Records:
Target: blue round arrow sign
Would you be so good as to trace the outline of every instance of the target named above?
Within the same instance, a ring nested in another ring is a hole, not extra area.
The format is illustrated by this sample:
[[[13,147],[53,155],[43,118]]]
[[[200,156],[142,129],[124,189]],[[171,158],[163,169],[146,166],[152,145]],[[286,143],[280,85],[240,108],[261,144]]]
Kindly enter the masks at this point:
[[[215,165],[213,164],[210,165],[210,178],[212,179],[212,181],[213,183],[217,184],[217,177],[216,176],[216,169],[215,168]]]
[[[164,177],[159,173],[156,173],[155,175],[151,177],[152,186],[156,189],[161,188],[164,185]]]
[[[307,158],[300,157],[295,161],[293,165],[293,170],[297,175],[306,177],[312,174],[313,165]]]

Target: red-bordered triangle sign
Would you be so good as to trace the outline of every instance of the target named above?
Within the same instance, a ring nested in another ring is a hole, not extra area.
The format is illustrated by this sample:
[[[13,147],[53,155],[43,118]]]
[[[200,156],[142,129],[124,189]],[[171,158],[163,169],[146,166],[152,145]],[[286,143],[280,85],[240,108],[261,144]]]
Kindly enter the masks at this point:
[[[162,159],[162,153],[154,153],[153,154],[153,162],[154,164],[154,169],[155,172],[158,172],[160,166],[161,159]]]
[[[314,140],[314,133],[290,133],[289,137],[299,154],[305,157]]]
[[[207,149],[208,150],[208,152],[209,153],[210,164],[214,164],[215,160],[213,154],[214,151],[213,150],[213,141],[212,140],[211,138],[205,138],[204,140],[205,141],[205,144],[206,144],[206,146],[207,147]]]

-- YOUR INSTRUCTIONS --
Copy the lines above word for word, all of them.

-- TASK RESULT --
Target: blue round arrow sign
Would you be so good as to trace the outline of every instance of the target named above?
Within the same instance, a ring nested in another ring is a hole, not extra area.
The format is illustrated by this sample:
[[[13,147],[53,155],[43,118]]]
[[[200,156],[142,129],[124,189]],[[171,158],[163,169],[146,166],[152,145]],[[286,143],[280,85],[240,108],[261,144]]]
Kindly enter the masks at this point:
[[[215,165],[213,164],[210,165],[210,178],[212,179],[212,181],[213,183],[217,184],[217,177],[216,176],[216,169],[215,168]]]
[[[164,177],[159,173],[156,173],[155,175],[151,177],[152,186],[156,189],[161,188],[164,185]]]
[[[307,158],[300,157],[295,161],[293,165],[293,170],[297,175],[306,177],[312,174],[313,165]]]

Target: red-bordered triangle sign
Would you be so good as to trace the outline of every instance of the target named above?
Within the same instance, a ring nested in another ring is a hole, not extra area.
The format is illustrated by this sample:
[[[13,147],[53,155],[43,118]]]
[[[200,156],[142,129],[124,189]],[[171,158],[163,169],[146,166],[152,145]],[[286,143],[280,85],[240,108],[261,144]]]
Kindly enter the masks at this point:
[[[162,159],[162,153],[154,153],[153,154],[153,162],[154,164],[154,169],[155,172],[158,172],[160,166],[161,159]]]
[[[314,140],[314,133],[290,133],[289,137],[299,154],[305,157]]]
[[[207,149],[208,150],[208,152],[209,153],[210,164],[214,164],[215,160],[213,154],[214,151],[213,150],[213,141],[212,140],[211,138],[205,138],[204,140],[205,141],[205,144],[206,144],[206,146],[207,147]]]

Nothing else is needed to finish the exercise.